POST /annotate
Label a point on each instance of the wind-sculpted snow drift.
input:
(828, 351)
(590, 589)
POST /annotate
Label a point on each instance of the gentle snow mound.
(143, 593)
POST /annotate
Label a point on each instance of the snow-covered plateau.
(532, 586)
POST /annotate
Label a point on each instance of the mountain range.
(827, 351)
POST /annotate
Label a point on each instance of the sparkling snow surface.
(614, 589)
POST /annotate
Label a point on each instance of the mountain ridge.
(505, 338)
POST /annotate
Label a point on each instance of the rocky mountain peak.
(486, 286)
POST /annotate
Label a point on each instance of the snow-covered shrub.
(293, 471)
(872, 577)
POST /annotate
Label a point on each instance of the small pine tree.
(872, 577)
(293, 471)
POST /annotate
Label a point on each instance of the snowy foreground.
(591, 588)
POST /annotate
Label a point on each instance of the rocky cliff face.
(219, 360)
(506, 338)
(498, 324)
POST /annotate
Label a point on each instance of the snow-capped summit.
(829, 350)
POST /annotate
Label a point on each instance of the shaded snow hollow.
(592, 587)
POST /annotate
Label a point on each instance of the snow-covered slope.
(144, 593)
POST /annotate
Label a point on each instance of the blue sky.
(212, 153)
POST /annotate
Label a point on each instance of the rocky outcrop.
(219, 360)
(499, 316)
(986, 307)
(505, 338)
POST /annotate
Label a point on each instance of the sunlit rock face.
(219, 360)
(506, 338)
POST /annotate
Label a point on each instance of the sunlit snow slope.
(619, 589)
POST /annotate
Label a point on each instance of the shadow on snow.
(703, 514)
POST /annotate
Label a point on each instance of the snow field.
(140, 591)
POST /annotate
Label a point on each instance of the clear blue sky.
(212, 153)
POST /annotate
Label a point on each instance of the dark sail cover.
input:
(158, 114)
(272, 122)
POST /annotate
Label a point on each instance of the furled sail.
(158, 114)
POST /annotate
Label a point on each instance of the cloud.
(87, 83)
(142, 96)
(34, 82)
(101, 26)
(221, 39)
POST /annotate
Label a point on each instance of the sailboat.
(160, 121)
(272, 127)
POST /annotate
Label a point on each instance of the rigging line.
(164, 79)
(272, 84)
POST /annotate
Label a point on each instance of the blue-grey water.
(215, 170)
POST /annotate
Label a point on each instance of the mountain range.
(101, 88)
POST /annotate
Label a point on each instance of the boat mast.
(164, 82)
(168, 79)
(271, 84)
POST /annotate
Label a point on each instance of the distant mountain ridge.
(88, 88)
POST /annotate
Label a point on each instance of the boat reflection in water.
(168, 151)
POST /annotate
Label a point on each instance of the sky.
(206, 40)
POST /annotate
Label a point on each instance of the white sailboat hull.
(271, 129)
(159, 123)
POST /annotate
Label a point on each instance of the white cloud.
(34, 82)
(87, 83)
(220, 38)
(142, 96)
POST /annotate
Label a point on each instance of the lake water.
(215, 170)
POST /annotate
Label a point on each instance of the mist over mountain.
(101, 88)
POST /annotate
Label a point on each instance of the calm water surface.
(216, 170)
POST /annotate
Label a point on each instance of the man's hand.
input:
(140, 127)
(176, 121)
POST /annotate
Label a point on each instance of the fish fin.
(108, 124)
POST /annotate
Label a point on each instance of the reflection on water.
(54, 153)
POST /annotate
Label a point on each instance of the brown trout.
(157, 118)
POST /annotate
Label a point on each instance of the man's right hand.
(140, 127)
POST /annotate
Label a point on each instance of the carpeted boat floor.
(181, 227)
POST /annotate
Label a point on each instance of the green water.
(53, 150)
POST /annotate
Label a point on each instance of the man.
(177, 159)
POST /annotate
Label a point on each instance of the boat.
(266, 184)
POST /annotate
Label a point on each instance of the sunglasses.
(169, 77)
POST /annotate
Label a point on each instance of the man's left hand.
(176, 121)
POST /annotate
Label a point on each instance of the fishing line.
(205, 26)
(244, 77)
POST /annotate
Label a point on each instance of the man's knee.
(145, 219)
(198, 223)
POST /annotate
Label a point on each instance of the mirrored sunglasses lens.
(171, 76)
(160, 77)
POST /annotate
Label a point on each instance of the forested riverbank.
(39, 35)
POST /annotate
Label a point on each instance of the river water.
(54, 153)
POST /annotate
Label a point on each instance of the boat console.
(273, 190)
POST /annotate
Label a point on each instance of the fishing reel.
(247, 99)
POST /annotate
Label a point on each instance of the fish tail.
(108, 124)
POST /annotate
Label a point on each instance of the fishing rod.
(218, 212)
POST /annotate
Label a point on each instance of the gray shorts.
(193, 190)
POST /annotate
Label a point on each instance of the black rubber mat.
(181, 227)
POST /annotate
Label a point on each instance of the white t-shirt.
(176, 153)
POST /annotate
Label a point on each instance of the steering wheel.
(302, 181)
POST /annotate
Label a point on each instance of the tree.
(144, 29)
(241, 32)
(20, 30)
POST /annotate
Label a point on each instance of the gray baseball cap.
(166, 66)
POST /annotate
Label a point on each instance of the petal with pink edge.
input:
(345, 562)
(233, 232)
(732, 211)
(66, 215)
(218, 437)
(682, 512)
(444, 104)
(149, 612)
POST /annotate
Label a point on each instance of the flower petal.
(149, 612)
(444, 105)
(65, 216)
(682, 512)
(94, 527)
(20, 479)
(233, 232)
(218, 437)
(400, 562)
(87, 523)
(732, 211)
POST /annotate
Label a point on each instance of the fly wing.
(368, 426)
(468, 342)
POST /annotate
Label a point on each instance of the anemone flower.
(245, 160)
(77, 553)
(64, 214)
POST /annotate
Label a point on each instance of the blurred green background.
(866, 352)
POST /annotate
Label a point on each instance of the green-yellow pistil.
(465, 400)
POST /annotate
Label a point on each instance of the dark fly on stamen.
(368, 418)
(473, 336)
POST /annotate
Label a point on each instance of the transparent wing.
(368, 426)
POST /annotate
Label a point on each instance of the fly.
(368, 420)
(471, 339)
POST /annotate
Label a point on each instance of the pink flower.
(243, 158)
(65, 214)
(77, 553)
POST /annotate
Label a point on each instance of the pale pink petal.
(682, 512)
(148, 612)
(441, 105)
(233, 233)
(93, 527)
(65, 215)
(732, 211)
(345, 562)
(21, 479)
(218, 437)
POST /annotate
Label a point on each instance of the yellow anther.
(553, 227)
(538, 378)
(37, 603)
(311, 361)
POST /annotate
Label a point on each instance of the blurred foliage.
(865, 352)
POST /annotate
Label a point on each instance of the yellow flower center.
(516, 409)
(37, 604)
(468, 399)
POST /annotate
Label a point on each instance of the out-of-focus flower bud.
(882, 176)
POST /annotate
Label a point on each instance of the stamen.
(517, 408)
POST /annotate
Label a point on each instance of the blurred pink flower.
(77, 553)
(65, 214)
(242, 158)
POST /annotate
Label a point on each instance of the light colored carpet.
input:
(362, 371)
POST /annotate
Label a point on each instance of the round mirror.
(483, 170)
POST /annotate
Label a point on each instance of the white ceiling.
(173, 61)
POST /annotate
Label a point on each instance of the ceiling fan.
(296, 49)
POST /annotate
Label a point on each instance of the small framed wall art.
......
• Exercise prompt: Reproduce all of the listing, exactly as given.

• Answer space:
POST /annotate
Label a point on each instance of the wind-sculpted snow drift.
input:
(828, 351)
(590, 589)
POST /annotate
Label a point on each instance of the gentle snow mound.
(143, 593)
POST /annotate
Label a point on each instance of the snow-covered plateau.
(532, 586)
POST /annotate
Label a point on each instance of the mountain range.
(827, 351)
POST /annotate
Label a point on each instance of the sparkling snow surface.
(614, 589)
POST /annotate
Label a point on each instance of the mountain ridge.
(505, 338)
POST /annotate
Label a point on each instance of the rocky mountain peak.
(486, 286)
POST /annotate
Label a point on each instance of the snow-covered shrub.
(293, 471)
(872, 577)
POST /annotate
Label a point on each instance of the small pine tree.
(872, 577)
(293, 471)
POST /annotate
Label a point on each instance of the snowy foreground.
(591, 588)
POST /annotate
Label a point on each instance of the rocky cliff face.
(219, 360)
(506, 338)
(498, 324)
POST /annotate
Label a point on each instance of the snow-capped summit.
(829, 350)
POST /annotate
Label a point on each instance of the shaded snow hollow.
(592, 587)
POST /annotate
Label a point on each instance of the snow-covered slope.
(144, 593)
POST /annotate
Label a point on each instance of the blue sky.
(212, 153)
POST /annotate
Label a point on each instance of the rocky outcrop.
(219, 360)
(499, 316)
(986, 307)
(505, 338)
POST /annotate
Label a point on each instance of the sunlit rock face.
(219, 360)
(506, 338)
POST /annotate
Label a point on each instance of the sunlit snow slope.
(619, 589)
POST /annotate
Label a point on each instance of the shadow on snow.
(703, 514)
POST /annotate
Label a point on each instance of the snow field.
(140, 591)
POST /annotate
Label a point on each instance of the clear blue sky.
(212, 153)
POST /annotate
Label a point on each instance of the dark sail cover.
input:
(158, 114)
(272, 122)
POST /annotate
Label a point on each instance of the furled sail.
(158, 114)
POST /annotate
Label a point on each instance of the cloud.
(87, 83)
(142, 96)
(34, 82)
(101, 26)
(221, 39)
POST /annotate
Label a point on each instance of the sailboat.
(160, 121)
(272, 127)
POST /annotate
Label a point on each instance of the rigging line.
(164, 79)
(272, 84)
POST /annotate
Label a point on each instance of the blue-grey water.
(215, 170)
POST /annotate
Label a point on each instance of the mountain range.
(101, 88)
POST /annotate
Label a point on each instance of the boat mast.
(164, 82)
(168, 79)
(271, 84)
POST /annotate
Label a point on each instance of the distant mountain ridge.
(88, 88)
POST /annotate
Label a point on each instance of the boat reflection in water.
(168, 151)
POST /annotate
Label a point on each instance of the sky.
(206, 40)
POST /annotate
Label a point on each instance of the white sailboat hull.
(271, 129)
(159, 123)
POST /annotate
Label a point on each instance of the white cloud.
(34, 82)
(87, 83)
(220, 38)
(142, 96)
POST /annotate
Label a point on each instance of the lake water.
(215, 170)
POST /annotate
Label a point on each instance of the mist over mountain.
(101, 88)
POST /annotate
Label a point on each instance of the calm water surface.
(216, 170)
POST /annotate
Label a point on each instance of the man's hand.
input:
(140, 127)
(176, 121)
POST /annotate
Label a point on each instance of the fish fin.
(108, 124)
POST /annotate
Label a point on each instance of the reflection on water.
(54, 153)
POST /annotate
Label a point on each instance of the brown trout.
(157, 118)
POST /annotate
Label a point on each instance of the man's right hand.
(140, 127)
POST /annotate
Label a point on each instance of the carpeted boat floor.
(181, 227)
POST /annotate
Label a point on each instance of the green water.
(53, 150)
POST /annotate
Label a point on each instance of the man.
(177, 159)
POST /annotate
Label a point on each instance of the boat.
(266, 184)
POST /annotate
Label a point on each instance of the sunglasses.
(169, 77)
POST /annotate
Label a point on each instance of the man's left hand.
(176, 121)
POST /annotate
Label a point on each instance of the fishing line.
(205, 26)
(244, 77)
POST /annotate
Label a point on each instance of the man's knee.
(145, 219)
(198, 223)
POST /annotate
Label a point on each instance of the mirrored sunglasses lens.
(171, 76)
(160, 77)
POST /annotate
Label a point on each instance of the forested riverbank.
(39, 35)
POST /annotate
Label a point on each instance of the river water.
(54, 153)
POST /annotate
Label a point on each instance of the boat console.
(273, 190)
POST /annotate
Label a point on each instance of the fishing reel.
(247, 99)
POST /annotate
Label a point on each instance of the fish tail.
(108, 124)
POST /annotate
Label a point on each instance of the fishing rod.
(218, 212)
POST /annotate
Label a point on each instance of the gray shorts.
(193, 190)
POST /annotate
Label a point on each instance of the black rubber mat.
(181, 227)
POST /annotate
Label a point on each instance of the white t-shirt.
(176, 153)
POST /annotate
Label a point on each instance of the steering wheel.
(302, 181)
POST /annotate
Label a point on each instance of the tree.
(144, 29)
(241, 32)
(20, 30)
POST /annotate
Label a point on each instance of the gray baseball cap.
(166, 66)
POST /annotate
Label a point on each instance of the petal with pink edge.
input:
(345, 562)
(233, 232)
(732, 211)
(66, 215)
(218, 437)
(682, 512)
(444, 104)
(149, 612)
POST /annotate
Label a point on each instance of the flower petal.
(149, 612)
(444, 105)
(65, 216)
(682, 512)
(94, 527)
(20, 479)
(233, 232)
(218, 437)
(400, 562)
(87, 523)
(732, 211)
POST /annotate
Label a point on each instance of the fly wing.
(368, 426)
(468, 342)
POST /annotate
Label a point on each instance of the anemone flower.
(245, 160)
(77, 553)
(64, 214)
POST /annotate
Label a point on each instance of the blurred green background.
(866, 352)
POST /annotate
Label a point on each instance of the green-yellow pistil.
(465, 400)
POST /annotate
Label a point on each instance of the dark fly on stamen.
(368, 418)
(473, 336)
POST /annotate
Label a point on each instance of the transparent wing.
(368, 426)
POST /annotate
Label a point on each instance of the fly.
(368, 420)
(471, 339)
POST /annotate
Label a point on each instance of the pink flower.
(243, 158)
(65, 214)
(77, 553)
POST /annotate
Label a point on each instance of the pale pink petal.
(682, 512)
(148, 612)
(441, 105)
(233, 233)
(93, 527)
(65, 215)
(732, 211)
(345, 562)
(21, 479)
(218, 437)
POST /annotate
Label a point on each instance of the yellow anther.
(553, 227)
(538, 378)
(37, 603)
(311, 361)
POST /annotate
Label a point on each instance of the blurred foliage.
(865, 352)
POST /annotate
Label a point on each instance of the yellow flower center.
(516, 409)
(37, 604)
(468, 399)
POST /annotate
Label a point on each instance of the out-of-focus flower bud.
(882, 176)
POST /annotate
Label a point on each instance of the stamen.
(517, 408)
POST /annotate
Label a point on each instance of the blurred pink flower.
(77, 553)
(65, 214)
(242, 158)
POST /annotate
Label a point on each instance of the light colored carpet.
input:
(362, 371)
POST /annotate
Label a point on each instance of the round mirror.
(483, 170)
POST /annotate
Label a point on each instance of the white ceiling.
(173, 61)
POST /annotate
Label a point on each instance of the ceiling fan.
(296, 49)
POST /annotate
Label a point on each instance of the small framed wall art.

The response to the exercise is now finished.